Exercise goal:
How many lines of the entries below include the word "phone"? Answer with the number alone.

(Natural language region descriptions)
--- START ---

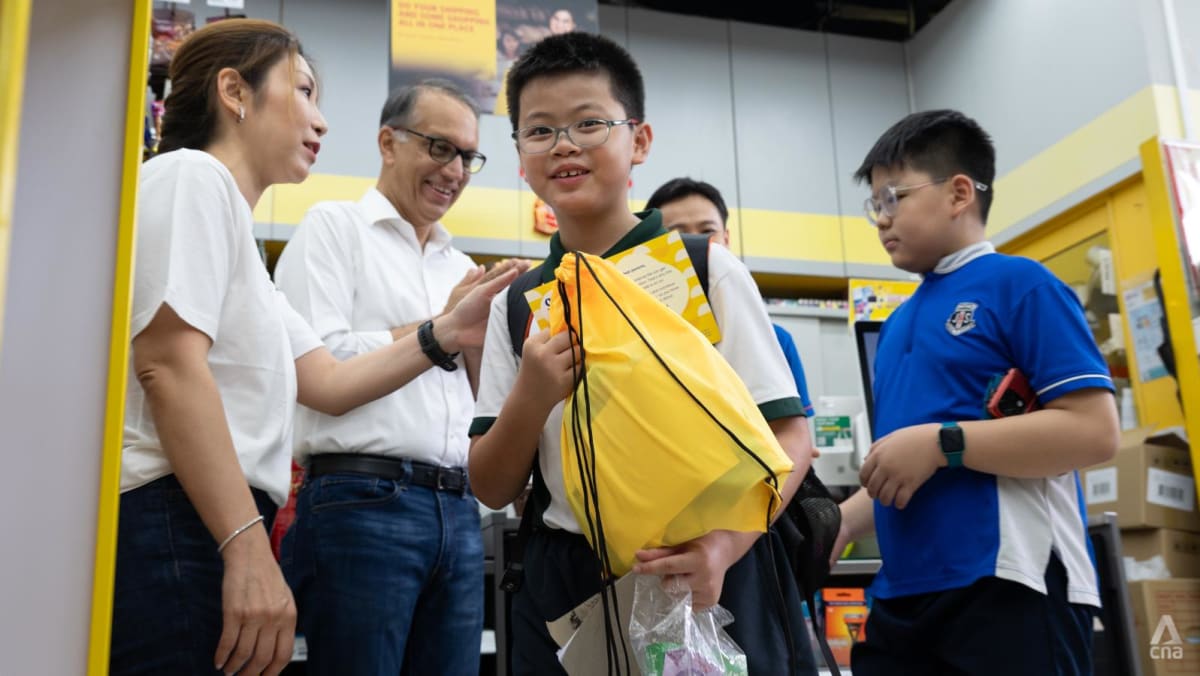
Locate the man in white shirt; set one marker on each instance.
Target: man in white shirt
(385, 557)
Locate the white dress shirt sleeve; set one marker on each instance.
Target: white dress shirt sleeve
(316, 271)
(186, 246)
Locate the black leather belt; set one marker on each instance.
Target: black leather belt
(453, 479)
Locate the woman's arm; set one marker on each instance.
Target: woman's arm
(171, 364)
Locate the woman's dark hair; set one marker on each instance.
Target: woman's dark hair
(252, 47)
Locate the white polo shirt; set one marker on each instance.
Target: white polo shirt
(748, 344)
(354, 270)
(196, 252)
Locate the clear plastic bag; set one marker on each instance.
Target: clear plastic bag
(670, 639)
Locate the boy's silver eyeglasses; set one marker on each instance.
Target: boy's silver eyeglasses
(889, 197)
(537, 139)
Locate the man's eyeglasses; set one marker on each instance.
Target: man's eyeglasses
(443, 151)
(537, 139)
(889, 198)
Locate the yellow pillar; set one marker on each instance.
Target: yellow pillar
(13, 39)
(1175, 291)
(119, 346)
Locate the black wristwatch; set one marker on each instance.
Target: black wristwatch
(432, 350)
(951, 440)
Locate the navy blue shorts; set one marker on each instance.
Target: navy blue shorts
(990, 627)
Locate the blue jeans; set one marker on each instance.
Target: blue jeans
(388, 576)
(167, 594)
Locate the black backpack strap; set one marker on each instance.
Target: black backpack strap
(697, 250)
(519, 310)
(519, 317)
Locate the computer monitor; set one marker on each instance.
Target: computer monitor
(1114, 645)
(867, 338)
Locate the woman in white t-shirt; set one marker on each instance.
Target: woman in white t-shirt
(219, 360)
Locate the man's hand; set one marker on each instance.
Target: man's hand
(701, 563)
(477, 276)
(547, 368)
(466, 325)
(900, 462)
(460, 291)
(258, 612)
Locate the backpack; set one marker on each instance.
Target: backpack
(808, 527)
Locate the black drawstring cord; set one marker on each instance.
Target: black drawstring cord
(586, 459)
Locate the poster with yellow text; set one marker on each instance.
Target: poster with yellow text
(474, 42)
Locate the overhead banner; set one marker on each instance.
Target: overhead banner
(474, 42)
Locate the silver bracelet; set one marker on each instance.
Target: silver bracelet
(238, 532)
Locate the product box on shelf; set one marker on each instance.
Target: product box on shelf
(1149, 484)
(1180, 549)
(845, 615)
(1167, 622)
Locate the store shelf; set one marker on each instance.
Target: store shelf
(808, 311)
(856, 567)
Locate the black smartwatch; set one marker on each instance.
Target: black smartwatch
(432, 350)
(949, 437)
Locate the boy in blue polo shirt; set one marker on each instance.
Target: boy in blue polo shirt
(982, 524)
(576, 103)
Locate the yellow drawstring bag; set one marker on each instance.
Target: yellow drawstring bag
(661, 441)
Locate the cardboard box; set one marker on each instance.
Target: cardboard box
(1167, 624)
(1180, 549)
(845, 611)
(1149, 484)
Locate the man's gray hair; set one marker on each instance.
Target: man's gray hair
(397, 111)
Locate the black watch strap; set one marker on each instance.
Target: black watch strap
(432, 350)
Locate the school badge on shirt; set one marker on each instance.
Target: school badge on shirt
(961, 319)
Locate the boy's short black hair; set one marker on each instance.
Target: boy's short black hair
(579, 53)
(682, 187)
(941, 143)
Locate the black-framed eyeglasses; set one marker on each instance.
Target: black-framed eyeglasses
(443, 151)
(886, 203)
(537, 139)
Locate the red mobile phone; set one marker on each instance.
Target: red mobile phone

--- END ---

Reply:
2